GIVEN EXERCISE A: Check statements (i) to (iii) against the pandas question below. For each one, answer yes or no and quote the words of the text that decide it. (i) Two results were produced with the minmax algorithm and param-b==30. (ii) value4 is set to 12. (iii) For minmax with param-b==30, the asker wants a plot holding three timeseries.

TEXT SECTION:

I have multiple timeseries that are outputs of various algorithms. These algorithms can have various parameters and they produce timeseries as a result:
timestamp1=1;
value1=5;
timestamp2=2;
value2=8;
timestamp3=3;
value3=4;
timestamp4=4;
value4=12;
resultsOfAlgorithms=[
{
'algorithm':'minmax',
'param-a':'12',
'param-b':'200',
'result-of-algorithm':[[timestamp1,value1],[timestamp2,value2]]
},
{
'algorithm':'minmax',
'param-a':'12',
'param-b':'30',
'result-of-algorithm':[[timestamp1,value1],[timestamp3,value3]]
},
{
'algorithm':'minmax',
'param-a':'12',
'param-b':'30',
'result-of-algorithm':[[timestamp2,value2],[timestamp4,value4]]
},
{
'algorithm':'delta',
'param-a':'12',
'param-b':'50',
'result-of-algorithm':[[timestamp2,value2],[timestamp4,value4]]
}
]
I would like to be able to filter the timeseries by algorithm and parameters and plot filtered timeseries to see how given parameters affect the output. To do that I need to know all the occurring values for given parameter and then to be able to select timeseries with desired parameters. E.g. I would like to plot all results of minmax algorithm with param-b==30. There are 2 results that were produced with minmax algorithm and param-b==30. Thus I would like to have a plot with 2 timeseries in it.
Is this possible with pandas or is this out of pandas functionality? How could this be implemented?

GIVEN EXERCISE B: Put every line of the position identification entries below into a numbered list. Skip blank lines and leave the pictures out.

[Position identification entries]

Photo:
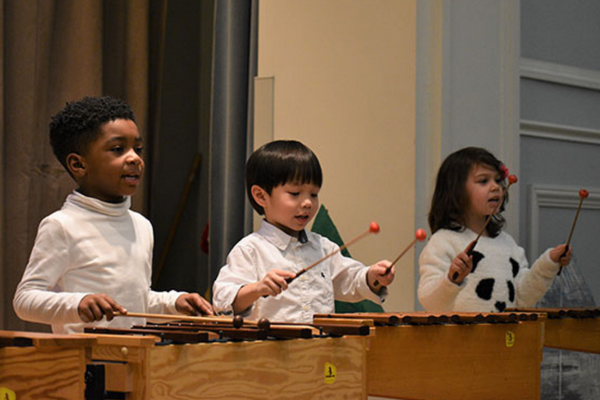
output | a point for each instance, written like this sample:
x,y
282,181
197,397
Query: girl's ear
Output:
x,y
76,165
259,194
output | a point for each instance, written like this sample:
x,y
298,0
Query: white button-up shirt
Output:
x,y
314,292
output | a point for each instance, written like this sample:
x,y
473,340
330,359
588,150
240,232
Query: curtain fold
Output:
x,y
232,63
55,52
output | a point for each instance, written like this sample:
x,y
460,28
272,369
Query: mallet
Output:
x,y
420,235
582,195
373,228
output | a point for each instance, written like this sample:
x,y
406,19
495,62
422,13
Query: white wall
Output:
x,y
343,82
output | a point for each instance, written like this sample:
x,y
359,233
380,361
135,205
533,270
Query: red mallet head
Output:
x,y
374,227
504,170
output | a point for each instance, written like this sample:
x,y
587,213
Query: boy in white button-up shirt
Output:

FULL OUTPUT A:
(i) Yes: "There are 2 results that were produced with minmax algorithm and param-b==30."
(ii) Yes: "value4=12;"
(iii) No: "Thus I would like to have a plot with 2 timeseries in it."

FULL OUTPUT B:
1. Photo:
2. output | a point for each instance, written like this sample:
3. x,y
4. 282,181
5. 197,397
6. Query: girl's ear
7. Output:
8. x,y
9. 76,165
10. 259,194
11. output | a point for each instance, written like this sample:
12. x,y
13. 298,0
14. Query: white button-up shirt
15. Output:
16. x,y
17. 314,292
18. output | a point for each instance, written like this sample:
19. x,y
20. 473,340
21. 330,359
22. 588,150
23. 240,232
24. Query: curtain fold
25. Output:
26. x,y
27. 232,63
28. 55,52
29. output | a point for each instance, written like this sample:
30. x,y
31. 460,28
32. 272,369
33. Query: mallet
34. Output:
35. x,y
36. 420,235
37. 582,195
38. 373,228
39. output | a point for each instance, written like this sample:
40. x,y
41. 406,19
42. 495,62
43. 422,13
44. Query: white wall
45. Output:
46. x,y
47. 343,82
48. output | a point for each instance, written like this sample:
49. x,y
50. 359,233
51. 380,361
52. 135,205
53. 533,270
54. Query: red mallet head
55. Output:
56. x,y
57. 374,227
58. 504,170
59. output | a point for each instance, written like this sample:
60. x,y
61. 587,213
62. Query: boy in white button-up shirt
63. Output:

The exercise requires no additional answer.